## TASK PROMPT
Rewrite the records, beginning at the line that has "In the photo above, where can the ski helmet" and stopping after the line that has "point(190, 73)". Replace "crowd of spectators" with "group of onlookers" and leave everything else unchanged.

## start DATASET ROWS

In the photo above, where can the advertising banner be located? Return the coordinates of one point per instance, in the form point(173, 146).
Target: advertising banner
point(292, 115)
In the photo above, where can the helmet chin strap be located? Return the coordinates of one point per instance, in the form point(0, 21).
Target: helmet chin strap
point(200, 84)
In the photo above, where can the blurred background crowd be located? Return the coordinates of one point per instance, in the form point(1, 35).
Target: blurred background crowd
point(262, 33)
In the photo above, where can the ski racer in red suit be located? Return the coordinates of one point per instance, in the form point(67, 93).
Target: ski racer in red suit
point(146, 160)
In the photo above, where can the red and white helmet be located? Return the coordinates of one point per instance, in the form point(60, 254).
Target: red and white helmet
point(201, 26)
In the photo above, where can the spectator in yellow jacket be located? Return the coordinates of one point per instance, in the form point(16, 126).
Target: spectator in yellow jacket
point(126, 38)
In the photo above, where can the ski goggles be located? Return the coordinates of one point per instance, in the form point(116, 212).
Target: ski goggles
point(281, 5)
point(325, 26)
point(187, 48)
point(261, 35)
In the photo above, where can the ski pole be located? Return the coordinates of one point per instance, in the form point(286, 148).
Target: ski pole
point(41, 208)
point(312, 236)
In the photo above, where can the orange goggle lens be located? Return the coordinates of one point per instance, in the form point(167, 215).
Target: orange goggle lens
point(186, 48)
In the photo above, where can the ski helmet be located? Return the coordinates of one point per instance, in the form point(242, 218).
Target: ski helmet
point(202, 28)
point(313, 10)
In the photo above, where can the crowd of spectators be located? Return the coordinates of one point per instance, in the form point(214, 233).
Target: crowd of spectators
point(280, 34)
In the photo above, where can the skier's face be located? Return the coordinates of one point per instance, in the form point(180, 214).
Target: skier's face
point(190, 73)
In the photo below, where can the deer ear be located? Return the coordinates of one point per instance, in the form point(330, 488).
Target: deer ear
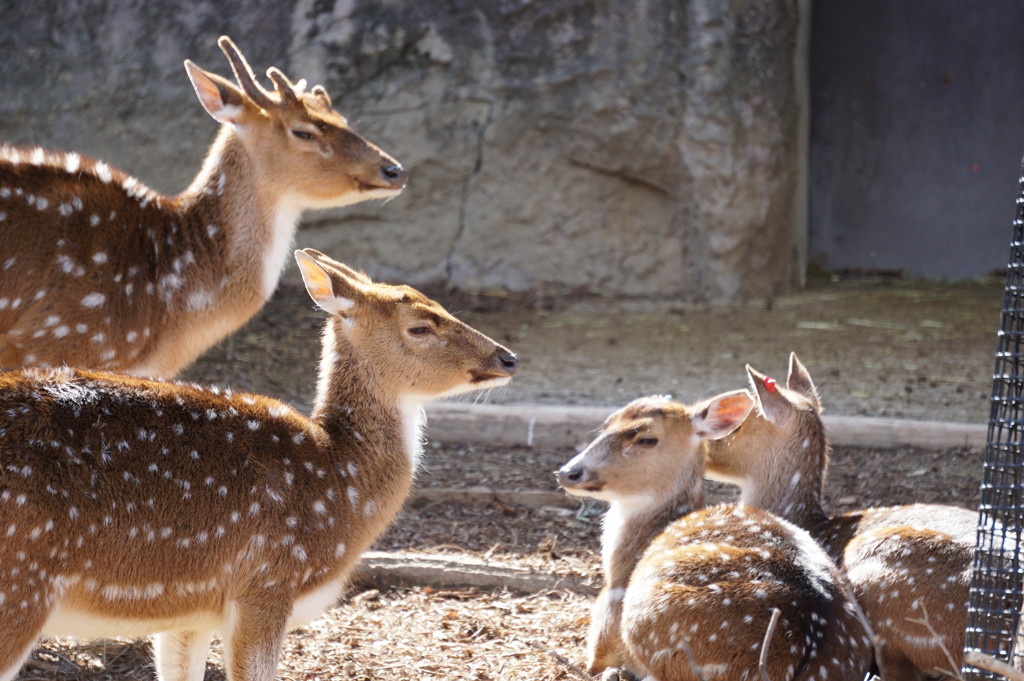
point(328, 290)
point(723, 414)
point(773, 405)
point(220, 98)
point(800, 381)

## end DATASET ROWS

## OUTPUT OF THE EXERCISE
In the photo above, where can the ski helmet be located? Return the coordinates of one point per instance, in the form point(242, 218).
Target: ski helmet
point(202, 28)
point(313, 10)
In the photo above, where can the group of onlookers be located? Return the coordinates of one point per instance, in the form point(214, 233).
Target: group of onlookers
point(280, 34)
In the photo above, where can the skier's face be located? Return the coordinates of one point per instance, in the form point(180, 214).
Target: skier's face
point(190, 73)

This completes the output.